Rewrite every line of the records below, substituting "nonzero winding" for each occurrence of "even-odd" and leaving everything else unchanged.

A block of data:

◆ ◆ ◆ ◆ ◆ ◆ ◆

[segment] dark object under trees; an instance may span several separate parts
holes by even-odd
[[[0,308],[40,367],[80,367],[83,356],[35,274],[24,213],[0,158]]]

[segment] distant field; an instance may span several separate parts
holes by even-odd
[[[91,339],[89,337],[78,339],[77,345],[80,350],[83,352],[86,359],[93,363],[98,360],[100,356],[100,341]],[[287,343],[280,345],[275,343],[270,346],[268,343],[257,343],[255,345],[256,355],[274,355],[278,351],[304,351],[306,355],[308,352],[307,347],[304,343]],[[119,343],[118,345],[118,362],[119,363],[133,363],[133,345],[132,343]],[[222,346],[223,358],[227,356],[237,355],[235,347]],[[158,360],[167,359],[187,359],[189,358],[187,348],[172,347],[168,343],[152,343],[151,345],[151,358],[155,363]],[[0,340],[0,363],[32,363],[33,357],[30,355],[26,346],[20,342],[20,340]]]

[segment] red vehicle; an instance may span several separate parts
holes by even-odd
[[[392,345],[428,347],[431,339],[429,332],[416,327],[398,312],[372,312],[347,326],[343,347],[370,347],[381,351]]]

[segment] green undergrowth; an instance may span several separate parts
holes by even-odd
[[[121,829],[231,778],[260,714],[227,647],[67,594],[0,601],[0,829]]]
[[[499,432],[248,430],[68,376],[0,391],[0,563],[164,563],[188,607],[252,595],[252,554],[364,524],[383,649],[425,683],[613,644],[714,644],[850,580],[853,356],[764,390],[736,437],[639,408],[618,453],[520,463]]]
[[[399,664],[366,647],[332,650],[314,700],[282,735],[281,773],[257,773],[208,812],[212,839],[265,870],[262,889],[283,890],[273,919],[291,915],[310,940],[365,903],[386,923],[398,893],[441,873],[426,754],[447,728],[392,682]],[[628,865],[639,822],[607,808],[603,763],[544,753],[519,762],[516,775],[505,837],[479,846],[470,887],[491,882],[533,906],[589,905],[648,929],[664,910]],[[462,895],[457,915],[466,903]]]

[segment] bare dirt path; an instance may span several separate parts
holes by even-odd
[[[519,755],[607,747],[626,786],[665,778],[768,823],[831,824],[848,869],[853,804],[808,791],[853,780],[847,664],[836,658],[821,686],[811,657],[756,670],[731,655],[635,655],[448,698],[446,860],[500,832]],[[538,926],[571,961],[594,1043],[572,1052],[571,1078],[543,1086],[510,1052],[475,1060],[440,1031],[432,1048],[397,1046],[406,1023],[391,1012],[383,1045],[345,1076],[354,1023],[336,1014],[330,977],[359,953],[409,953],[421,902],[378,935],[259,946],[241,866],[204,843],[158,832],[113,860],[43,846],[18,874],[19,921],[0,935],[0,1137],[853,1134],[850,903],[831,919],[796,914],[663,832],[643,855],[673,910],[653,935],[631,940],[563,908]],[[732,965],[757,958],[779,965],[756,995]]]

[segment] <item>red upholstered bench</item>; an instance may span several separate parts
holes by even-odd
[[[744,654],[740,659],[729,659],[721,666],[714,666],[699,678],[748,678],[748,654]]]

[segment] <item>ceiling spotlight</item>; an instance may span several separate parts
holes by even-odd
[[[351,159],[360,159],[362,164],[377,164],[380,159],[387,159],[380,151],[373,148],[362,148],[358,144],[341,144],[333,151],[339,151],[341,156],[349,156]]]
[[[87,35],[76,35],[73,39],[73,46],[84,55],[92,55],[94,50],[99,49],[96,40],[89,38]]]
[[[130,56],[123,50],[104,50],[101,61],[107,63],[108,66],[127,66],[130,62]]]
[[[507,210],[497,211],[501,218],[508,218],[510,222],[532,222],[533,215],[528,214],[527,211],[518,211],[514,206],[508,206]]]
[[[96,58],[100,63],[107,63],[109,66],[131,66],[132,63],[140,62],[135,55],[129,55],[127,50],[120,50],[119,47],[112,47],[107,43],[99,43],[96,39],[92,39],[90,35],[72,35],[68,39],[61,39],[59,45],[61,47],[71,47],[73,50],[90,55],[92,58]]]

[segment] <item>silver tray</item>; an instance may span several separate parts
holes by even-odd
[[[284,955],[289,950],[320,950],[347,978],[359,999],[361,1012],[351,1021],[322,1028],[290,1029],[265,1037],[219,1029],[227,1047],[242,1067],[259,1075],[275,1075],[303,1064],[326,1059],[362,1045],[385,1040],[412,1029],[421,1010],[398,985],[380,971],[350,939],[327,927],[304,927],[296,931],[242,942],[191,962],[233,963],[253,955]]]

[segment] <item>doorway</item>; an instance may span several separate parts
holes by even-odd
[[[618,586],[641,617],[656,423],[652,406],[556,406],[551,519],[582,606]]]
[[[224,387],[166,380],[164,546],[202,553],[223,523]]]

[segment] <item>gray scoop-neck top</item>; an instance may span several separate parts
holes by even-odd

◆ ◆ ◆ ◆ ◆ ◆ ◆

# Output:
[segment] dark object under trees; an instance may span several separate parts
holes by nonzero winding
[[[0,308],[40,367],[80,367],[83,356],[35,274],[24,213],[0,158]]]

[segment] distant field; an instance may span several separate parts
holes by nonzero winding
[[[91,339],[89,337],[78,339],[77,345],[80,350],[83,352],[86,359],[93,363],[98,360],[100,356],[100,341]],[[287,343],[280,345],[275,343],[270,346],[268,343],[257,343],[255,345],[256,355],[274,355],[278,351],[304,351],[306,355],[308,352],[307,347],[304,343]],[[119,343],[118,345],[118,362],[119,363],[133,363],[133,345],[132,343]],[[222,346],[223,358],[227,356],[237,355],[235,347]],[[158,360],[167,359],[187,359],[189,358],[187,348],[172,347],[168,343],[152,343],[151,345],[151,358],[155,363]],[[0,340],[0,363],[32,363],[33,357],[30,355],[26,346],[20,342],[20,340]]]

[segment] red vehicle; an instance may span several separate parts
holes by nonzero winding
[[[392,345],[428,347],[431,339],[429,332],[416,327],[398,312],[372,312],[347,326],[343,347],[370,347],[381,351]]]

[segment] green undergrowth; an instance may span several separate parts
holes by nonzero winding
[[[121,829],[231,778],[260,714],[227,647],[67,594],[0,601],[0,829]]]
[[[499,432],[248,430],[68,376],[0,391],[0,563],[164,563],[188,607],[252,595],[252,554],[364,524],[383,649],[425,683],[613,644],[714,644],[850,580],[853,356],[764,390],[736,437],[639,408],[618,453],[520,463]]]
[[[399,664],[366,647],[332,650],[314,700],[282,735],[281,773],[257,773],[208,812],[212,839],[265,870],[262,889],[283,890],[273,919],[291,915],[310,940],[365,903],[386,923],[398,893],[441,873],[426,754],[447,728],[392,682]],[[628,865],[639,822],[607,808],[603,763],[544,753],[519,762],[516,775],[505,837],[479,846],[470,887],[491,882],[533,906],[589,905],[648,929],[664,910]],[[462,895],[457,915],[466,903]]]

[segment] bare dirt path; an instance may span several separate parts
holes by nonzero winding
[[[519,755],[607,747],[626,786],[665,778],[768,823],[831,824],[848,869],[853,804],[808,791],[853,780],[847,664],[836,658],[821,686],[811,657],[756,670],[731,655],[635,655],[448,698],[446,860],[500,832]],[[538,926],[571,961],[594,1043],[572,1052],[571,1078],[543,1086],[510,1052],[475,1060],[440,1031],[432,1048],[397,1046],[406,1023],[391,1012],[383,1045],[345,1076],[354,1023],[336,1014],[330,977],[359,953],[409,953],[421,902],[378,935],[259,946],[241,866],[204,843],[158,832],[113,860],[43,846],[18,874],[19,921],[0,935],[0,1137],[853,1134],[850,903],[831,919],[796,914],[663,832],[643,855],[673,910],[653,935],[631,940],[563,908]],[[732,965],[757,958],[779,965],[756,995]]]

[segment] <item>red upholstered bench</item>; an instance may span several separate parts
holes by nonzero winding
[[[744,654],[740,659],[729,659],[721,666],[714,666],[699,678],[748,678],[748,654]]]

[segment] <item>ceiling spotlight</item>; an instance may span several separate parts
holes by nonzero winding
[[[351,159],[360,159],[362,164],[377,164],[380,159],[387,159],[380,151],[373,148],[362,148],[358,144],[341,144],[333,151],[339,151],[341,156],[349,156]]]
[[[87,35],[76,35],[73,39],[73,46],[84,55],[92,55],[94,50],[99,49],[96,40],[89,38]]]
[[[130,56],[123,50],[104,50],[101,61],[107,63],[108,66],[127,66],[130,62]]]
[[[507,210],[497,211],[501,218],[508,218],[510,222],[532,222],[533,215],[528,214],[527,211],[518,211],[514,206],[508,206]]]
[[[96,58],[100,63],[107,63],[109,66],[131,66],[132,63],[140,62],[135,55],[129,55],[127,50],[120,50],[119,47],[112,47],[107,43],[99,43],[96,39],[92,39],[90,35],[72,35],[68,39],[61,39],[59,45],[61,47],[71,47],[73,50],[90,55],[92,58]]]

[segment] <item>silver tray</item>; an instance may span several separate parts
holes by nonzero winding
[[[284,955],[289,950],[320,950],[347,978],[359,999],[361,1012],[351,1021],[322,1028],[290,1029],[265,1037],[219,1029],[227,1047],[242,1067],[259,1075],[275,1075],[303,1064],[326,1059],[362,1045],[385,1040],[412,1029],[421,1010],[398,985],[380,971],[350,939],[327,927],[304,927],[296,931],[242,942],[191,962],[233,963],[253,955]]]

[segment] <item>doorway</item>; an instance may span several separate parts
holes by nonzero winding
[[[618,586],[641,617],[656,423],[652,406],[556,406],[551,519],[582,606]]]
[[[224,387],[166,380],[164,546],[202,553],[223,523]]]

[segment] <item>gray scoop-neck top</item>; an instance may span several separate parts
holes by nonzero winding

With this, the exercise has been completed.